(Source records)
________________________________________

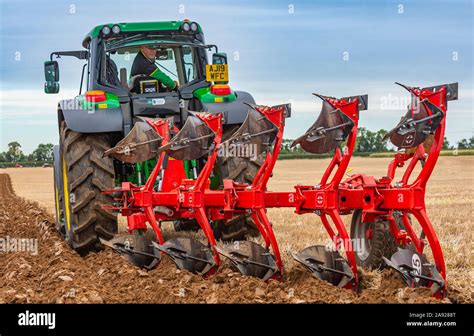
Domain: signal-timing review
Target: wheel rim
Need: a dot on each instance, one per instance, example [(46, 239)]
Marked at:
[(363, 233)]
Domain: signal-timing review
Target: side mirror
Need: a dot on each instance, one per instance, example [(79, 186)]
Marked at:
[(51, 75), (219, 58), (164, 55), (51, 87)]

________________________________________

Please restate the entries word for word, with all pictures left out.

**Solution to this task:**
Domain: signal-timing review
Target: wheel rim
Need: a dot on each instance, one per instance, example [(46, 239)]
Marked at:
[(363, 233)]
Domain: signal-timing review
Target: side mirror
Need: a dot on each instance, one per instance, example [(79, 186)]
Marked at:
[(51, 75), (219, 58), (164, 55), (51, 87)]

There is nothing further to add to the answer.